Point-based annotation data:
________________________________________
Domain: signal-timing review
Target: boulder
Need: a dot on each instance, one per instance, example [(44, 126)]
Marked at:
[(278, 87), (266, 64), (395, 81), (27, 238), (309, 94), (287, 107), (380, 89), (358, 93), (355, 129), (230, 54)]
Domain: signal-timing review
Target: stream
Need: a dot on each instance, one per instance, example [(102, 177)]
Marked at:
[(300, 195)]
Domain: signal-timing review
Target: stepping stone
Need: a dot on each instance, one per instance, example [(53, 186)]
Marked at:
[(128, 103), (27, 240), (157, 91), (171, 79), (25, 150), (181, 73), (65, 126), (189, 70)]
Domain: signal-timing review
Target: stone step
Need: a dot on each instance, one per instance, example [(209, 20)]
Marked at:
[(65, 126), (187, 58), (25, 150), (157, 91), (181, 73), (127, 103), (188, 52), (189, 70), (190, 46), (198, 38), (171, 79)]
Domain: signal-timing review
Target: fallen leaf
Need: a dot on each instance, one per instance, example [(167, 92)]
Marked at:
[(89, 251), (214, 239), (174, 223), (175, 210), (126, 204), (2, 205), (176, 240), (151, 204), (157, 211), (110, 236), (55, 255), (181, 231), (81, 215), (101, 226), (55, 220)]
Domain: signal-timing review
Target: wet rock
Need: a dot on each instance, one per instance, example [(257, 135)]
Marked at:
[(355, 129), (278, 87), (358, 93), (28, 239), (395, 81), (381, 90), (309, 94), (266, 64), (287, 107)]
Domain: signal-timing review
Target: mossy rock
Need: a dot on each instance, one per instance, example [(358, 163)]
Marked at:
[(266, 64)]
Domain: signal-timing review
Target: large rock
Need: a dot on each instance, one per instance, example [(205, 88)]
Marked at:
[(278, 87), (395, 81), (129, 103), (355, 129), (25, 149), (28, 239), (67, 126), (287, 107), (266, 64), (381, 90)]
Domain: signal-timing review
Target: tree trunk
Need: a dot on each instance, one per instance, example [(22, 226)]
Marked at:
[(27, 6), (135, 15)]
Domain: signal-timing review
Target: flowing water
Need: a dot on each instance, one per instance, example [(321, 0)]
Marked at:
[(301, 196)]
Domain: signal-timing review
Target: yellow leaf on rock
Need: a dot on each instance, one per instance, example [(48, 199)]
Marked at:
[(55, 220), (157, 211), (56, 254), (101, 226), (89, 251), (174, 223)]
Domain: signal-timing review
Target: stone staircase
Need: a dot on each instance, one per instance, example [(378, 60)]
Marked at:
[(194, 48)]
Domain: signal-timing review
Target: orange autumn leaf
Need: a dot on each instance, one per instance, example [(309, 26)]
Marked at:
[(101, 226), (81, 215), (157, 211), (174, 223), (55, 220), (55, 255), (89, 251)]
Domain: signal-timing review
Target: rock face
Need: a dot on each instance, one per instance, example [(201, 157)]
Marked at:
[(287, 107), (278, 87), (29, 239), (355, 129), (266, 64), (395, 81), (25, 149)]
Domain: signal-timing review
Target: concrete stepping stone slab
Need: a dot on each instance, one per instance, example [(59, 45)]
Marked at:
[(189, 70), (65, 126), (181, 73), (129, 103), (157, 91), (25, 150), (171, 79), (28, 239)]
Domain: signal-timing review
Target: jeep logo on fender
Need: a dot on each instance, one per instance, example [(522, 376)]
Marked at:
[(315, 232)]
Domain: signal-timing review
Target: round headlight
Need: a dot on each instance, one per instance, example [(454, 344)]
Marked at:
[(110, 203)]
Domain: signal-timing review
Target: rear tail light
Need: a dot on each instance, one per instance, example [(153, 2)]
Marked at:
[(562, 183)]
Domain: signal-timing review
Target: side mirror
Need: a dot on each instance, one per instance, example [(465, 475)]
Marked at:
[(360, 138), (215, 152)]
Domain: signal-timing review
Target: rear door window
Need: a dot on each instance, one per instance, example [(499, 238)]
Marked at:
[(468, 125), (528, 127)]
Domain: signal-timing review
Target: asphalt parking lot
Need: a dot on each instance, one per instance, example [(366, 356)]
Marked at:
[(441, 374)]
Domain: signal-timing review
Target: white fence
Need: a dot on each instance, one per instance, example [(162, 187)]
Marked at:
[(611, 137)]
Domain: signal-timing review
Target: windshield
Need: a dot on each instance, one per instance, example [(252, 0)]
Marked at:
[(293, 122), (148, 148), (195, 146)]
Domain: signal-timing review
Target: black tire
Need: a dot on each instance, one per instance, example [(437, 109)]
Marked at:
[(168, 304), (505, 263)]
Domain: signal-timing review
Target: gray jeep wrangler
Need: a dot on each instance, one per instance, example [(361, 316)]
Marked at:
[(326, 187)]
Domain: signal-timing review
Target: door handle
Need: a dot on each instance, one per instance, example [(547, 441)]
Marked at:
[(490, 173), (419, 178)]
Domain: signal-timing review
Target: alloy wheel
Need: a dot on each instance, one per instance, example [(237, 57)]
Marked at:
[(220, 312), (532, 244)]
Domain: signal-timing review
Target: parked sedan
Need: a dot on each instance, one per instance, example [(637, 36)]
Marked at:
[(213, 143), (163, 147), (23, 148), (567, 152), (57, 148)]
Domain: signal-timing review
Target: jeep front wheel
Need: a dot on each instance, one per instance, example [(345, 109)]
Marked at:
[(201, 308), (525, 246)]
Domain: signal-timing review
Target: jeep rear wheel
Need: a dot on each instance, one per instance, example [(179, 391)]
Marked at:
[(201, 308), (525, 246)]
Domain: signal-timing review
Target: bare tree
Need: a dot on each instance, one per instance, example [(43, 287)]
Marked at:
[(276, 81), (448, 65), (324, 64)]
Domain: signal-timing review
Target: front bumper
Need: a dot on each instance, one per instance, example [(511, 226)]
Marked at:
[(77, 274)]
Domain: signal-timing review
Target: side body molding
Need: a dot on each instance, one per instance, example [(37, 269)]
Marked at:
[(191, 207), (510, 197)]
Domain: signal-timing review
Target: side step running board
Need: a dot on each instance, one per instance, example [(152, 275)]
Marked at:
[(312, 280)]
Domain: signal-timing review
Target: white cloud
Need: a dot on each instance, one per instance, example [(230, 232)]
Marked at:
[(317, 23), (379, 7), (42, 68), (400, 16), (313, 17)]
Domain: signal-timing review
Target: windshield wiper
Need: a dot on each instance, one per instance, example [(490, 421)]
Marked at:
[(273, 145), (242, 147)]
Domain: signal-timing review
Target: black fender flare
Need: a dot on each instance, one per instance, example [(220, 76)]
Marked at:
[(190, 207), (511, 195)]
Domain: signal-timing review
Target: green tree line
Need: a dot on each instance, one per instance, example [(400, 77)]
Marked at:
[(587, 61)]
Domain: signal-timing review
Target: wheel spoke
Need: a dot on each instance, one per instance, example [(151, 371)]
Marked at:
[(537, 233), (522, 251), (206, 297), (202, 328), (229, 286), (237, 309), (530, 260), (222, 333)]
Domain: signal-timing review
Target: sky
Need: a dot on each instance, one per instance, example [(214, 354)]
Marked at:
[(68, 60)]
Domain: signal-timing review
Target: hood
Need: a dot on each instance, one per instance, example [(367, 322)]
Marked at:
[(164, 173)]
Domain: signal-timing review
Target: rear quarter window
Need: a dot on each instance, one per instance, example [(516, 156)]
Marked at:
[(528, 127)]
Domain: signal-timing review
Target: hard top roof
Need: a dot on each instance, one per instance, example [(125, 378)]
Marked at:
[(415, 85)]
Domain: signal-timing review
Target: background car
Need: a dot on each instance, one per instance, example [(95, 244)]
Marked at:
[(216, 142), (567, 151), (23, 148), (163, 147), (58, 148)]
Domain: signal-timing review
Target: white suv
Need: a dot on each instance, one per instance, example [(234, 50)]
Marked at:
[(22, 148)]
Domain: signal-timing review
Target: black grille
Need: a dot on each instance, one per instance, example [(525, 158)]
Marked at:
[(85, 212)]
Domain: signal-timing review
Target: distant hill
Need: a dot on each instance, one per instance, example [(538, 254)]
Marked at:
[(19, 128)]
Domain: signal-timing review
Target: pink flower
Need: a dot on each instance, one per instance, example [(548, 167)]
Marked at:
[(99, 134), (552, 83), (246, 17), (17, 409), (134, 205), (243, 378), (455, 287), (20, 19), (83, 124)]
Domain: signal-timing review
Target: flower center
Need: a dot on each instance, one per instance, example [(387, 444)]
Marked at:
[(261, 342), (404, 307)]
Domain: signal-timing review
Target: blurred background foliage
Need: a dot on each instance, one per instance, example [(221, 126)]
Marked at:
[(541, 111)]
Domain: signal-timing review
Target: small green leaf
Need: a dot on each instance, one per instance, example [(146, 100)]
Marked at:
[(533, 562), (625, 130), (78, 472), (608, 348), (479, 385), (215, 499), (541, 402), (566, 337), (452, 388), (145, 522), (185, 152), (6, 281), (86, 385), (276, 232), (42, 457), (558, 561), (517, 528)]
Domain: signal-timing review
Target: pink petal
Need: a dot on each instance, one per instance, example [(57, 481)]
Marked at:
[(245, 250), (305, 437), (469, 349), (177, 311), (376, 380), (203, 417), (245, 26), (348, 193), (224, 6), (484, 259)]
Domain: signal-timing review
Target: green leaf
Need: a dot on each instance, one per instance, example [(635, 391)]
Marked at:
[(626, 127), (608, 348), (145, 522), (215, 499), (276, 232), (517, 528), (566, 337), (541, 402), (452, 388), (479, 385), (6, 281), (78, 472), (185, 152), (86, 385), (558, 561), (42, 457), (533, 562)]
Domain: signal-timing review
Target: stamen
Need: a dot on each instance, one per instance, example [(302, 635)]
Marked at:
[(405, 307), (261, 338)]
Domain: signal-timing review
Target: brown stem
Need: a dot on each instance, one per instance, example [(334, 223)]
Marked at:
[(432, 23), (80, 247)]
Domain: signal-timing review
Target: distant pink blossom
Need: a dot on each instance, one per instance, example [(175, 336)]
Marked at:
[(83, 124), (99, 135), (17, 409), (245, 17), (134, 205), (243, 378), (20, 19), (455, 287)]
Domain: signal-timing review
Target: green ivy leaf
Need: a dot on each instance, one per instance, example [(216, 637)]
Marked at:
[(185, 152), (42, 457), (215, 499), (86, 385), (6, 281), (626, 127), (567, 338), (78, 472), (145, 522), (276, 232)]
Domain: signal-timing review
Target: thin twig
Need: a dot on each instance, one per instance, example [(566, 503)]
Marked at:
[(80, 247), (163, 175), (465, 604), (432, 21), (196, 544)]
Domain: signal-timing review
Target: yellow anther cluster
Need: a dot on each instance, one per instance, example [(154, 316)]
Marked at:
________________________________________
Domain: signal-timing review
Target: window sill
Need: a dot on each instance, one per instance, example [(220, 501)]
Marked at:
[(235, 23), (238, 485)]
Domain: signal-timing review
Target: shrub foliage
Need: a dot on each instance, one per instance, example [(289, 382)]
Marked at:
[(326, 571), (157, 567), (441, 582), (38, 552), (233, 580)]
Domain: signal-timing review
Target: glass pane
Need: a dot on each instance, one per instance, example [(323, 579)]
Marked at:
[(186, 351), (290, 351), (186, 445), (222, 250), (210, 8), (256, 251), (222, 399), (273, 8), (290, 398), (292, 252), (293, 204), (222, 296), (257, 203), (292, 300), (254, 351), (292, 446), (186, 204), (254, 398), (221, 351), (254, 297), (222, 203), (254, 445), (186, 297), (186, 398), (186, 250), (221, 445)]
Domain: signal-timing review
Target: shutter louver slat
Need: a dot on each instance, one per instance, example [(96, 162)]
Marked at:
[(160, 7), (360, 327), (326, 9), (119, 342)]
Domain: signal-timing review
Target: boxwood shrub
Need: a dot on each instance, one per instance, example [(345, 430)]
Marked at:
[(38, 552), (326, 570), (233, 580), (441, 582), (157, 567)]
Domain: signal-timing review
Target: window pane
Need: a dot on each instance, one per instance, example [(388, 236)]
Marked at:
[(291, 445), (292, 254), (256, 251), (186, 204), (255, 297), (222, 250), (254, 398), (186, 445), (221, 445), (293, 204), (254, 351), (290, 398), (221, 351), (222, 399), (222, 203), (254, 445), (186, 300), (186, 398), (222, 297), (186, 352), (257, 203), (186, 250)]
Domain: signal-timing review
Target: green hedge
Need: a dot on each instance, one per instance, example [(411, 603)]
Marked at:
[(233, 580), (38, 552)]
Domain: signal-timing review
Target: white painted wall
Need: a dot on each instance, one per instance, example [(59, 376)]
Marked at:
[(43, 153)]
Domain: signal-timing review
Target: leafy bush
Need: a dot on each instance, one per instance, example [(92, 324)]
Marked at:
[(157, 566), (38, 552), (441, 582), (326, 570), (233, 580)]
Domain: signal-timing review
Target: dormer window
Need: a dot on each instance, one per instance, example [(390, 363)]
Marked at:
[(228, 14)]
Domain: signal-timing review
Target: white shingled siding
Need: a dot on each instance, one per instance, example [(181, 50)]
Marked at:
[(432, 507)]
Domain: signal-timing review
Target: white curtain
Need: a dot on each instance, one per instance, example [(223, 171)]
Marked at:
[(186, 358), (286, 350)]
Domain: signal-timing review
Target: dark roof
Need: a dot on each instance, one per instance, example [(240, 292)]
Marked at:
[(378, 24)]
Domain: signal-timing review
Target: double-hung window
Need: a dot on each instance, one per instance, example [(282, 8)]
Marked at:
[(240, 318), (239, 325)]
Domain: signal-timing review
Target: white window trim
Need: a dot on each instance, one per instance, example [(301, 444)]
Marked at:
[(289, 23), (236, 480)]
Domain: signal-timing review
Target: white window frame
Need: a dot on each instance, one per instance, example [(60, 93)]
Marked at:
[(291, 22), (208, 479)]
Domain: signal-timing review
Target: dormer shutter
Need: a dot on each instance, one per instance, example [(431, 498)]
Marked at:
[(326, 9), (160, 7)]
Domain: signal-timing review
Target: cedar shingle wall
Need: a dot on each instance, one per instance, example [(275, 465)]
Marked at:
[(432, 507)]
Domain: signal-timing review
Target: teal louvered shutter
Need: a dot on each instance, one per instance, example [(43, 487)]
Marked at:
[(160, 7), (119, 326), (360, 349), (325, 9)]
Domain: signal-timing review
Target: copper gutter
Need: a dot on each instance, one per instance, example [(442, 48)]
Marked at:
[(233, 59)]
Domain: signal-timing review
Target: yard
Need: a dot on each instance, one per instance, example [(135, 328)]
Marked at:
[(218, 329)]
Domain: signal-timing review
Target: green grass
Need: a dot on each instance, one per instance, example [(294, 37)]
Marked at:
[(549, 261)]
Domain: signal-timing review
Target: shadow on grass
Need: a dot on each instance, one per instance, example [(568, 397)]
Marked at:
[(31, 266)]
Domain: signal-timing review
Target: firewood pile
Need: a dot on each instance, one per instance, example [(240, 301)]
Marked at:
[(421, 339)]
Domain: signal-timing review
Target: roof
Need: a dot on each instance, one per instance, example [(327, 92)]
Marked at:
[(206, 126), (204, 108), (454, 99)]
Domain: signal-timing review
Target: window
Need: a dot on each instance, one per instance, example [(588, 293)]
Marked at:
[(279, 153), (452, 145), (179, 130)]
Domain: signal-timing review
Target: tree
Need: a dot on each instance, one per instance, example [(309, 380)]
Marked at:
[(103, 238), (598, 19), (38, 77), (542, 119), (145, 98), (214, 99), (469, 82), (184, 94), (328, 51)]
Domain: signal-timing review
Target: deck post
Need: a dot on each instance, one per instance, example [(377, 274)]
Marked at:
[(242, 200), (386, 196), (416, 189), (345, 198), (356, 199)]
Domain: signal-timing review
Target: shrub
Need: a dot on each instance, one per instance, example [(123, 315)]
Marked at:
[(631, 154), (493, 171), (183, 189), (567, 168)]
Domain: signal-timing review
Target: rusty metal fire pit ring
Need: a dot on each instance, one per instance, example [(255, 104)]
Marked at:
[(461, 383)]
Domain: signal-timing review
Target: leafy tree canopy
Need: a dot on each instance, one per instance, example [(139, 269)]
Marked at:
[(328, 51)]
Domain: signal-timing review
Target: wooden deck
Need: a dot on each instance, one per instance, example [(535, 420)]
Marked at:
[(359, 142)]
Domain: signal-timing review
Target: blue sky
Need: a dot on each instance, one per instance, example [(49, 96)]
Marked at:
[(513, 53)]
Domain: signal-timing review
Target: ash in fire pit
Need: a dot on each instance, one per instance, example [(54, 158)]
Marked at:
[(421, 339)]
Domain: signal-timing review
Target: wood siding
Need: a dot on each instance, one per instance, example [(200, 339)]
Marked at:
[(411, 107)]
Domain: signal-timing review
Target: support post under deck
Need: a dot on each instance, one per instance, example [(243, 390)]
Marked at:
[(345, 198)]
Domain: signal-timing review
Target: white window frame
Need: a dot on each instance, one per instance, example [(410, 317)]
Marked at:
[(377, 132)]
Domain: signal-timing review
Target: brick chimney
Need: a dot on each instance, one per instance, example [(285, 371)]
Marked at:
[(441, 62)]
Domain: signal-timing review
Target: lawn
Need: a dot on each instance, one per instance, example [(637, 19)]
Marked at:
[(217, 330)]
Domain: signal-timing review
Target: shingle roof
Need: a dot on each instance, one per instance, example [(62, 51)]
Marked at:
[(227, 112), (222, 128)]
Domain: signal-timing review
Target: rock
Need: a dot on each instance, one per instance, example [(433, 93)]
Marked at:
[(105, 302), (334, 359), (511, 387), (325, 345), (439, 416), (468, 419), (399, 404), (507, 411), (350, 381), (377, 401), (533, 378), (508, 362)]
________________________________________
▶ **Job**
Which lines in the records contain the word "distant"? Find each of them and copy it out in full.

▶ **Final result**
Target: distant hill
Target: distant pink blossom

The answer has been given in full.